=== Fragment ===

Minister poinformował członków Zespołu, że między innymi, w ramach wniosku wypracowanego przez Zespół, podjęte będą prace w celu zmniejszenia obciążeń dla rolników produkujących trzodę chlewną w warunkach podwyższonego dobrostanu. Jest to działanie premiowane już obecnie i będzie kontynuowane w ramach Krajowego Planu Strategicznego od przyszłego roku, jako jeden z dobrowolnych ekoschematów. To działanie stanowi pewnego rodzaju furtkę dla pomocy w tym sektorze, na którą zgadza się Komisja Europejska. Przypominamy, że Zespół już wcześniej złożył wniosek o zezwolenie na utrzymywanie loch w jarzmach w okresie okołoporodowym, również w przypadku podwyższonego dobrostanu.

 

Henryk Kowalczyk zapowiedział również powołanie specjalnego zespołu, który ma opracować plan odbudowy hodowli trzody chlewnej w Polsce. Zespół taki zostanie formalnie ustanowiony zaraz po świętach wielkanocnych, a w jego skład wejdą przedstawiciele instytucji publicznych (MRiRW, KOWR, ARiMR), świata nauki oraz praktycy. Zespół ma przygotować strategię odbudowy produkcji trzody chlewnej w Polsce w oparciu o własną hodowlę. Takie pomysły były już zgłaszane przez rolników i izby rolnicze, również w ramach obecnego Zespołu, od wielu lat z podaniem konkretnych rozwiązań. W tym czasie niestety nie podejmowano żadnych działań i kolejna inicjatywa może okazać się już przysłowiową „wodą po kisielu”. Tym bardziej, że jak zauważył Prezes Walkowski, przy braku działań, rynek został zorganizowany na zasadzie tuczy kontraktowych.

=== Surowe dane ===

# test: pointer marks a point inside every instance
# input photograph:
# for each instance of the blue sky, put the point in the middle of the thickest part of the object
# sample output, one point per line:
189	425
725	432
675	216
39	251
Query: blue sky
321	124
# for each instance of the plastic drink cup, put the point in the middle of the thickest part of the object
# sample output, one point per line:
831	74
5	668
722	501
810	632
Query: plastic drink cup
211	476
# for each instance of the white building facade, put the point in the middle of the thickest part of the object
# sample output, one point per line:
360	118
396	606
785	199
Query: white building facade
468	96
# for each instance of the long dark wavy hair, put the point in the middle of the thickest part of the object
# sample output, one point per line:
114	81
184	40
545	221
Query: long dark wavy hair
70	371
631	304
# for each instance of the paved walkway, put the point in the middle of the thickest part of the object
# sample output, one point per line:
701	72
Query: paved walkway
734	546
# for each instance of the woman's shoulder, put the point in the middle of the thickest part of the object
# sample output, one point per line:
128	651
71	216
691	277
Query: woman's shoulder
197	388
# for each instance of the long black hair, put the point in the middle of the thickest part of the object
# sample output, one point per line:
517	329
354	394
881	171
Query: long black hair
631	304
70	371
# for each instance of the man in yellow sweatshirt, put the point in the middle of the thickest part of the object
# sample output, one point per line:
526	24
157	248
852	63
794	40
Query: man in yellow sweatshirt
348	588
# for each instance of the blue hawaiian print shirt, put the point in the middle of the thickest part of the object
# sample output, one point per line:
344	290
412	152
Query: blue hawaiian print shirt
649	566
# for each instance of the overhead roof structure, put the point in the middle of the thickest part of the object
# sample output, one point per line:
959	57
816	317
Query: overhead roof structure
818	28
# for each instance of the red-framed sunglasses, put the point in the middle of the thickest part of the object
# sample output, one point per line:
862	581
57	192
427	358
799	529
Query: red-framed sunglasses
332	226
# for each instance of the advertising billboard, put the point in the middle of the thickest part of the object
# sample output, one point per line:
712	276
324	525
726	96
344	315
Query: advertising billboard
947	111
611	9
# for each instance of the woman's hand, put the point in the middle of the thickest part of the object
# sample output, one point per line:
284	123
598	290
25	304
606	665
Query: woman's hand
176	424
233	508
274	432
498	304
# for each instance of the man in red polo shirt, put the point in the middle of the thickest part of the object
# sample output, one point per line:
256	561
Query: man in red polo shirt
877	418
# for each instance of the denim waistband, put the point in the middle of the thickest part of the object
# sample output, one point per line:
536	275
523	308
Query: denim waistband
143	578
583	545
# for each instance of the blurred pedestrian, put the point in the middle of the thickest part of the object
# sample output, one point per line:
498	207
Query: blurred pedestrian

===

Proszę zwrócić cały fragment o pracach Zespołu i odbudowie hodowli trzody chlewnej, bez wprowadzania jakichkolwiek zmian.

* Wynik zadania
Minister poinformował członków Zespołu, że między innymi, w ramach wniosku wypracowanego przez Zespół, podjęte będą prace w celu zmniejszenia obciążeń dla rolników produkujących trzodę chlewną w warunkach podwyższonego dobrostanu. Jest to działanie premiowane już obecnie i będzie kontynuowane w ramach Krajowego Planu Strategicznego od przyszłego roku, jako jeden z dobrowolnych ekoschematów. To działanie stanowi pewnego rodzaju furtkę dla pomocy w tym sektorze, na którą zgadza się Komisja Europejska. Przypominamy, że Zespół już wcześniej złożył wniosek o zezwolenie na utrzymywanie loch w jarzmach w okresie okołoporodowym, również w przypadku podwyższonego dobrostanu.

 

Henryk Kowalczyk zapowiedział również powołanie specjalnego zespołu, który ma opracować plan odbudowy hodowli trzody chlewnej w Polsce. Zespół taki zostanie formalnie ustanowiony zaraz po świętach wielkanocnych, a w jego skład wejdą przedstawiciele instytucji publicznych (MRiRW, KOWR, ARiMR), świata nauki oraz praktycy. Zespół ma przygotować strategię odbudowy produkcji trzody chlewnej w Polsce w oparciu o własną hodowlę. Takie pomysły były już zgłaszane przez rolników i izby rolnicze, również w ramach obecnego Zespołu, od wielu lat z podaniem konkretnych rozwiązań. W tym czasie niestety nie podejmowano żadnych działań i kolejna inicjatywa może okazać się już przysłowiową „wodą po kisielu”. Tym bardziej, że jak zauważył Prezes Walkowski, przy braku działań, rynek został zorganizowany na zasadzie tuczy kontraktowych.